*ЗАДАНИЕ*
Выведите все строки материала ниже без единого изменения.

[Строки из набора данных]
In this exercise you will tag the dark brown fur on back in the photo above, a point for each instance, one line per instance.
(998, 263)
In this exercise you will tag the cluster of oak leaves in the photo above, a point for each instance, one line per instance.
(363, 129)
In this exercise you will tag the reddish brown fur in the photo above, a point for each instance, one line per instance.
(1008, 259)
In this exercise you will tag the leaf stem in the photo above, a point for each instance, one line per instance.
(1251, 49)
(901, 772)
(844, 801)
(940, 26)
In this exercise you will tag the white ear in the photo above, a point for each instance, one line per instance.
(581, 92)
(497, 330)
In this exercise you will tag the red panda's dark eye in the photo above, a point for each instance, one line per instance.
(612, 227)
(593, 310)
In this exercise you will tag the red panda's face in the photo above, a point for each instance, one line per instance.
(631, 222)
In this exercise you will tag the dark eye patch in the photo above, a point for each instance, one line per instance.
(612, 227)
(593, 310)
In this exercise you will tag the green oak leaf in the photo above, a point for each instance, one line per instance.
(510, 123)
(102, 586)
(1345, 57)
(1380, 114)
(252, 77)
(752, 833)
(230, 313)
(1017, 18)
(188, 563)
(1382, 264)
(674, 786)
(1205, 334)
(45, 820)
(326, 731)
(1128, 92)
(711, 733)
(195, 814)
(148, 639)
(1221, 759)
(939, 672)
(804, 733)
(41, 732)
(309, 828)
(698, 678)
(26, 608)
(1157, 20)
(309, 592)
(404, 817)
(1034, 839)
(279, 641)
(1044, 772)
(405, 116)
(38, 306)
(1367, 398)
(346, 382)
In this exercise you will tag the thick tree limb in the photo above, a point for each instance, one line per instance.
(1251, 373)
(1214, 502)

*ОТВЕТ*
In this exercise you will tag the dark brown fur on back in the photo above, a point for each instance, one line per instance.
(998, 263)
In this exercise you will tag the cluster of oak leaves in the photo above, a point for each instance, one line per instance.
(363, 129)
In this exercise you will tag the reddish brown fur in the photo above, a point for each instance, one line per instance.
(1008, 259)
In this exercise you will tag the leaf stem in the photo above, a point for each instance, one line per instance.
(1251, 49)
(901, 772)
(844, 801)
(940, 26)
In this exercise you will tag the white ear in the photo above, a point for each instance, one line per instance.
(581, 92)
(497, 330)
In this exercise you will tag the red panda's dark eye in the photo above, a point for each instance, one line per instance.
(612, 227)
(593, 310)
In this exercise you will tag the red panda's face in the photo above, a point for each instance, one line per instance.
(631, 222)
In this exercise you will tag the dark eye patch in the photo above, a point for each instance, one line per instance.
(612, 227)
(593, 310)
In this exercise you will tag the green oak leaf in the photo above, a point for each instance, one line per instance.
(510, 123)
(102, 586)
(1345, 57)
(1380, 114)
(252, 77)
(752, 833)
(230, 313)
(1017, 18)
(188, 563)
(1382, 264)
(674, 786)
(1205, 334)
(45, 820)
(326, 731)
(1128, 92)
(711, 733)
(195, 814)
(148, 639)
(1221, 759)
(939, 672)
(804, 733)
(41, 732)
(309, 828)
(698, 678)
(26, 608)
(1157, 20)
(309, 592)
(404, 817)
(1034, 839)
(279, 641)
(1044, 772)
(405, 116)
(38, 306)
(1367, 398)
(346, 382)
In this exercise you will tag the thick tree limb in the photo above, a point for each instance, one line per instance.
(1251, 373)
(1214, 502)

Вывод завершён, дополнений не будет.